Consigne 1 →
Dans le texte sur les agences immobilières, relevez tout ce que génère l'opération principale de vente dans tous les autres cas.
Consigne 2 →
Recopiez le passage du texte sur les agences immobilières compris entre « Après avoir renvoyé » et « mon éditeur ? », ces deux bornes incluses.

Texte de la page →

┌────────

Après avoir renvoyé dos à dos les protagonistes, introduit de façon démagogique –
donc on en parle tout le temps - les griefs du public vis-à-vis des agences, et de façon irrévérencieuse
– donc on n’en parle jamais - les griefs des agences vis-à-vis du public,
comment sortir de ces éternelles images d’Epinal ? Faut-il se contenter comme toujours de fustiger les professionnels,
donc comme toujours de n’en attendre aucun résultat ? Faut-il fustiger le public, ce qui serait très
innovant mais probablement très peu apprécié, improductif, et en tout état de cause vivement
déconseillé commercialement par mon éditeur ?
Mon analyse est qu’il faut chercher dans l’organisation même de la profession les gènes
de ce désamour et de certains abus, pardon, d’abus certains, en dépit des progrès
apportés par la loi de Janvier 1970.
Finalement le regard qu’on peut porter sur l’environnement réglementaire de cette activité,
fondé sur cette loi constituante de 1970 mais bien sûr soumis à toutes les autres obligations
légales intervenues depuis au titre de la protection du consommateur, revient à considérer la transaction
immobilière comme une vente classique, et la prestation d’une agence comme le déclenchement commercial
de cette vente. De fait la loi régente donc notre activité au même titre, et même plus sévèrement
par une réglementation spécifique, que le préambule commercial d’une opération principale de vente,
opération principale qui dans tous les autres cas génère l’activité, le chiffre d’affaires,
et bien sur le bénéfice, de l’entreprise.

└────────

Données recueillies →
┌────────

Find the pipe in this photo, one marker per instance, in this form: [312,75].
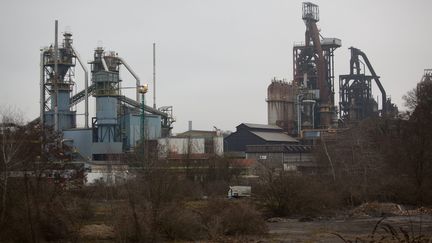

└────────

Réponse attendue 1 →
L'activité, le chiffre d'affaires et le bénéfice de l'entreprise.

Réponse attendue 2 →
Après avoir renvoyé dos à dos les protagonistes, introduit de façon démagogique –
donc on en parle tout le temps - les griefs du public vis-à-vis des agences, et de façon irrévérencieuse
– donc on n’en parle jamais - les griefs des agences vis-à-vis du public,
comment sortir de ces éternelles images d’Epinal ? Faut-il se contenter comme toujours de fustiger les professionnels,
donc comme toujours de n’en attendre aucun résultat ? Faut-il fustiger le public, ce qui serait très
innovant mais probablement très peu apprécié, improductif, et en tout état de cause vivement
déconseillé commercialement par mon éditeur ?